**EXERCISE**.
How many lines in the rows below contain the string "fork"? Reply with the number alone.

(Dataset rows)
== == ==

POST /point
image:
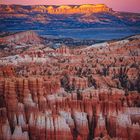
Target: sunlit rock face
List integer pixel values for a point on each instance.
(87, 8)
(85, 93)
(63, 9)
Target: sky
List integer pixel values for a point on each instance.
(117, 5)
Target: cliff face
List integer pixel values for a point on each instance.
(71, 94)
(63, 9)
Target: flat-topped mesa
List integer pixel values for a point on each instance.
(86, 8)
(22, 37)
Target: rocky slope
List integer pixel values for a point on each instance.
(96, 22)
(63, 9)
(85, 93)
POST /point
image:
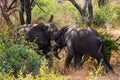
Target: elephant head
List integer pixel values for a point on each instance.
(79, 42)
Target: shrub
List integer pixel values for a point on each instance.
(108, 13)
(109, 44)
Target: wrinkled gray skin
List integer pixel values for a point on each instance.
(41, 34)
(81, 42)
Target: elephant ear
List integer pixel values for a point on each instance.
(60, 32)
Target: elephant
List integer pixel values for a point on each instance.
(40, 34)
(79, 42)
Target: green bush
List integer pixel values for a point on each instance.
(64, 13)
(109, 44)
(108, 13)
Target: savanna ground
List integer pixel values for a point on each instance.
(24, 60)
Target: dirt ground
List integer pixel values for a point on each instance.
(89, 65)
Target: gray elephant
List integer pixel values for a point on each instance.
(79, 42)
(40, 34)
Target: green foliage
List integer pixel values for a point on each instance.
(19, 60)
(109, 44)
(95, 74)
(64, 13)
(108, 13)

== == ==

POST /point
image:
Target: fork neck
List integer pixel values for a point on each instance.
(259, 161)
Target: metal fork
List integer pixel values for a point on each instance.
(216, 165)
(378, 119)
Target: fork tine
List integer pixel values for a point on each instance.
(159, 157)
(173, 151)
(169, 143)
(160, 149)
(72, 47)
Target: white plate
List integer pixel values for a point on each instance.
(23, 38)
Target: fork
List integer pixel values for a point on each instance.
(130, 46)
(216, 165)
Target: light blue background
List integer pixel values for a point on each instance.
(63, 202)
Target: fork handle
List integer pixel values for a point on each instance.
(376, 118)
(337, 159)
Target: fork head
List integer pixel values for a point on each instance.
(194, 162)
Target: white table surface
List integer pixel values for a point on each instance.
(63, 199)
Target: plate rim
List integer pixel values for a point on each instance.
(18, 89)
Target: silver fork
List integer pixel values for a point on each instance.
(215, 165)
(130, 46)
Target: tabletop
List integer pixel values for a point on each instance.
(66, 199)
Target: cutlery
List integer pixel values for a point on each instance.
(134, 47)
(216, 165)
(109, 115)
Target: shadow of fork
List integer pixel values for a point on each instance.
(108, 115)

== == ==

**RESPONSE TO THE EXERCISE**.
8